▶ _WRITTEN REQUEST_
Return the following recollection of a high school band director in full, word for word.

--- START TEXT TO READ ---

I had learned the fundamentals of music and band in junior high school. I was fortunate to grow up in Lenoir, North Carolina, which boasted one of the most famous high school bands in the world, The Lenoir High School Band. I was a member of that band, I played the clarinet, and I was a student of Bernard Hirsch.

We had three band directors:  Director Emeritus, Captain James C. Harper.  Mr. John Miller.  And Mr. Bernard Hirsch.

Truly, I never even thought of Mr. Hirsch as having a first name. He was strictly Mr. Hirsch. No other moniker would have suited such a dignified and revered personage. I worshiped him. I respected him. Many years after I graduated from Lenoir High School, I came to realize that I also loved him.

I can still see Mr. Hirsch as if it were yesterday. A product of the U.S. Military, Bernard Hirsch stood tall. Straight as an arrow. Steel gray hair in a crew cut. A white shirt and tie each and every day. Sometimes a coat or a sweater. But the way I remember him most - as if I held his snapshot in my heart - was in a band uniform. Black coat and pants. Epaulets, braids, and brass buttons. A black brimmed hat.

Mr. Hirsch instructed me two to three hours each day. First, there was Practice Hour. If you were in the Lenoir High School Band, Practice Hour was one of your Electives. That was a given. Halfway through the practice hour, Mr. Hirsch would make his way to my room, say good morning, pull out his baton, and we set to work. Various clarinet fingerings. Embouchure. Cadence. Chromatic scale. Dynamics. Interpretation. Intonation. Sharps and flats and scales and ... well, everything a clarinetist should know. All under the expert guidance of Mr. Hirsch.

6th Period, while other kids had study hall, band members met on the third floor of the band building to practice again. Together, instead of individually, we studied the same things all over again - usually with Mr. Hirsch.

After school on Wednedays, there were sectionals. With Mr. Hirsch.

For my mentor, Mr. Hirsch, only your best was acceptable. There was an unspoken standard that perfection was your goal.

I flourished - all of us did - under the direction of Bernard Hirsh. But I didn't really recognize it then - I didn't understand.

--- END TEXT TO READ ---
--- START RECORDED DATA ---

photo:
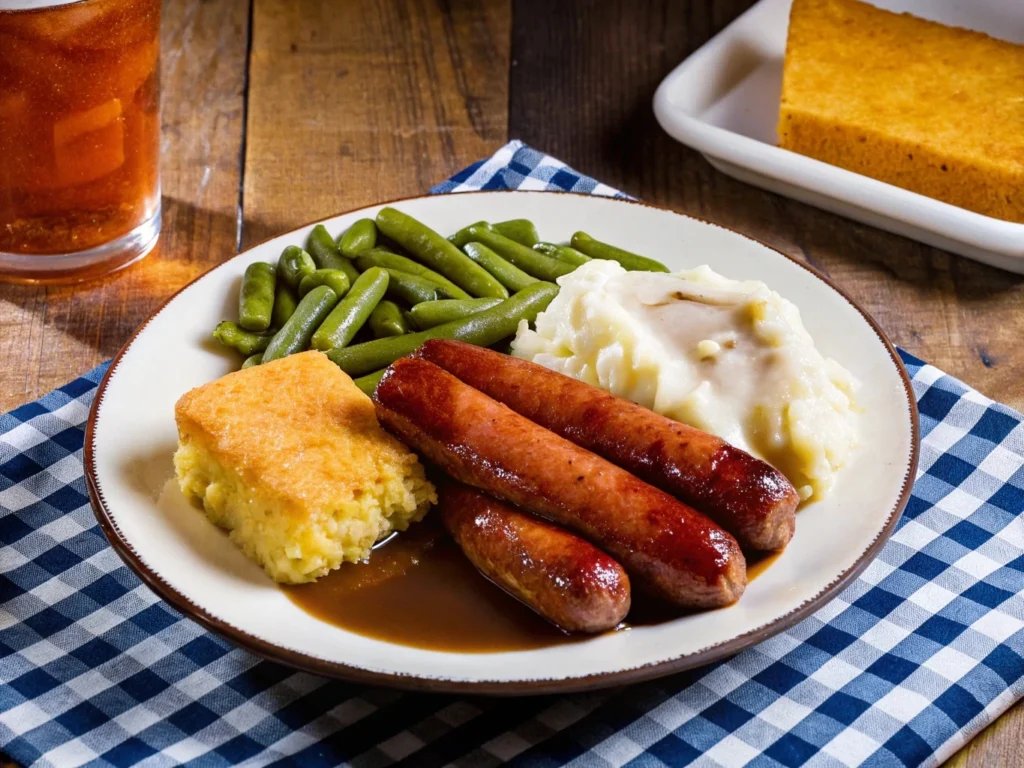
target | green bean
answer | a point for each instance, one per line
(437, 253)
(256, 297)
(285, 302)
(462, 237)
(336, 280)
(508, 274)
(562, 253)
(388, 260)
(530, 261)
(358, 238)
(598, 250)
(352, 311)
(431, 313)
(308, 315)
(412, 289)
(521, 230)
(483, 329)
(327, 254)
(248, 342)
(369, 382)
(386, 320)
(294, 265)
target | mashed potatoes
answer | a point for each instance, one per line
(729, 357)
(289, 458)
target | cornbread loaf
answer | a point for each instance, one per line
(929, 108)
(289, 458)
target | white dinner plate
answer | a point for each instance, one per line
(131, 436)
(723, 101)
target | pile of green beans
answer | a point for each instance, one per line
(368, 301)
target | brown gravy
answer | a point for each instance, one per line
(420, 590)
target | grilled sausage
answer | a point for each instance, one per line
(745, 496)
(666, 546)
(567, 581)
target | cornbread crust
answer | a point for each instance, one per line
(290, 459)
(932, 109)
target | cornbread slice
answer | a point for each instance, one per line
(929, 108)
(290, 459)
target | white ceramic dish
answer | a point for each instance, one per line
(131, 435)
(723, 101)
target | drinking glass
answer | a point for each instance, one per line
(79, 136)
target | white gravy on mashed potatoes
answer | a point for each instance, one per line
(730, 357)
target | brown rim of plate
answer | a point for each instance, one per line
(651, 671)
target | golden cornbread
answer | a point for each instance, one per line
(289, 458)
(932, 109)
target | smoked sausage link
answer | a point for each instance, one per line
(567, 581)
(666, 547)
(745, 496)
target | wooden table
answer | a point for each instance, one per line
(276, 113)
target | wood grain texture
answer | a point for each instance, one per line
(367, 100)
(582, 85)
(51, 335)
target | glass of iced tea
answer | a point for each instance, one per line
(79, 136)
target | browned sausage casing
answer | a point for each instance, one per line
(745, 496)
(567, 581)
(665, 545)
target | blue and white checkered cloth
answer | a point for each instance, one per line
(910, 662)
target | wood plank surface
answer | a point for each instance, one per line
(368, 100)
(581, 88)
(51, 335)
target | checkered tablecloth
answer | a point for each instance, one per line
(905, 666)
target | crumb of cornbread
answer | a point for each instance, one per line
(289, 458)
(933, 109)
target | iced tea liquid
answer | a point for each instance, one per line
(79, 133)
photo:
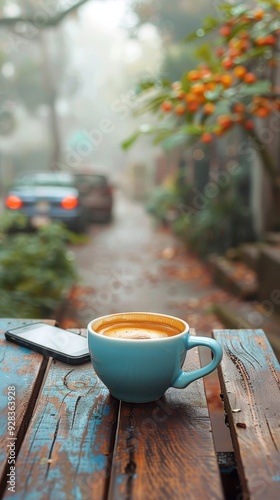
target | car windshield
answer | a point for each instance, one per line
(48, 179)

--- END RECORDED DATA ---

▶ _ANSWER TO THIS EXERCISE_
I had learned the fundamentals of music and band in junior high school. I was fortunate to grow up in Lenoir, North Carolina, which boasted one of the most famous high school bands in the world, The Lenoir High School Band. I was a member of that band, I played the clarinet, and I was a student of Bernard Hirsch.

We had three band directors:  Director Emeritus, Captain James C. Harper.  Mr. John Miller.  And Mr. Bernard Hirsch.

Truly, I never even thought of Mr. Hirsch as having a first name. He was strictly Mr. Hirsch. No other moniker would have suited such a dignified and revered personage. I worshiped him. I respected him. Many years after I graduated from Lenoir High School, I came to realize that I also loved him.

I can still see Mr. Hirsch as if it were yesterday. A product of the U.S. Military, Bernard Hirsch stood tall. Straight as an arrow. Steel gray hair in a crew cut. A white shirt and tie each and every day. Sometimes a coat or a sweater. But the way I remember him most - as if I held his snapshot in my heart - was in a band uniform. Black coat and pants. Epaulets, braids, and brass buttons. A black brimmed hat.

Mr. Hirsch instructed me two to three hours each day. First, there was Practice Hour. If you were in the Lenoir High School Band, Practice Hour was one of your Electives. That was a given. Halfway through the practice hour, Mr. Hirsch would make his way to my room, say good morning, pull out his baton, and we set to work. Various clarinet fingerings. Embouchure. Cadence. Chromatic scale. Dynamics. Interpretation. Intonation. Sharps and flats and scales and ... well, everything a clarinetist should know. All under the expert guidance of Mr. Hirsch.

6th Period, while other kids had study hall, band members met on the third floor of the band building to practice again. Together, instead of individually, we studied the same things all over again - usually with Mr. Hirsch.

After school on Wednedays, there were sectionals. With Mr. Hirsch.

For my mentor, Mr. Hirsch, only your best was acceptable. There was an unspoken standard that perfection was your goal.

I flourished - all of us did - under the direction of Bernard Hirsh. But I didn't really recognize it then - I didn't understand.